Detection annotation records:
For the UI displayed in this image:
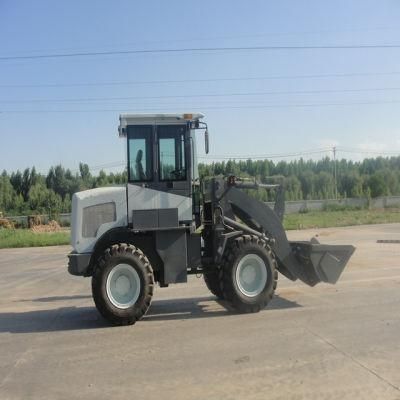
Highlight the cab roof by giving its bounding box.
[118,113,204,137]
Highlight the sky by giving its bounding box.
[0,0,400,173]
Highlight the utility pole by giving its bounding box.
[332,146,337,200]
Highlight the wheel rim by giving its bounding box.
[106,264,141,309]
[236,254,268,297]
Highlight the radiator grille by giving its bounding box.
[82,202,117,238]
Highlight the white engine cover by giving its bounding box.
[71,186,128,253]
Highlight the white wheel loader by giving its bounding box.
[68,113,354,325]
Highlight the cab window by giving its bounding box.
[157,125,186,181]
[128,126,153,182]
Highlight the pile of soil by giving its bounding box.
[31,221,62,233]
[0,218,14,229]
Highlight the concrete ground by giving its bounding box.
[0,224,400,400]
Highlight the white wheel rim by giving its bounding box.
[236,254,268,297]
[106,264,140,309]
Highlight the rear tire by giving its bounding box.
[92,243,154,325]
[219,235,278,313]
[203,267,224,300]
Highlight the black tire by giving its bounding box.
[203,267,224,300]
[92,243,154,325]
[219,235,278,313]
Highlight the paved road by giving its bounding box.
[0,224,400,400]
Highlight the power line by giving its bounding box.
[0,44,400,61]
[9,26,399,54]
[337,147,400,156]
[198,147,332,160]
[0,100,400,114]
[0,72,400,88]
[0,87,400,104]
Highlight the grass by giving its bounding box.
[284,208,400,230]
[0,208,400,249]
[0,229,70,249]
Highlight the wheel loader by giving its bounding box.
[68,113,354,325]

**DIRECTIVE**
Render the listing as a two-column CSV with the columns "text" and "answer," starting with the line that contains "Highlight the white wheel loader" and going on through the end of the listing. Give each "Highlight" line a row with its answer. Put each value in one quoted field and turn line breaks into spaces.

**TASK RESPONSE**
text,answer
"Highlight the white wheel loader by giving its bounding box.","[68,113,354,325]"
"Highlight the cab window by giving its bounding box.","[157,125,186,181] [128,126,153,182]"
"Highlight the pile of soil by giving its bounding box.","[31,221,62,233] [0,218,14,229]"
"Highlight the concrete ground by giving its bounding box.","[0,224,400,400]"
"Highlight the white wheel rim by giving its bounding box.","[236,254,268,297] [106,264,140,309]"
"Highlight the rear tire by giving its bounding box.","[92,243,154,325] [219,235,278,313] [203,267,224,300]"
"Highlight the black tire by giving its bounding box.","[203,267,224,300] [92,243,154,325] [219,235,278,313]"
"Highlight the paved road by giving its bounding box.","[0,224,400,400]"
"Highlight the power line by giving its bounding box.","[0,44,400,61] [9,26,399,54] [337,147,400,156] [198,147,332,160] [0,100,400,114] [0,72,400,88] [0,87,400,104]"
"Highlight the grass by giving its bounding box.","[284,208,400,230] [0,208,400,249] [0,229,70,249]"
"Highlight the wheel loader by giving its bounding box.","[68,113,354,325]"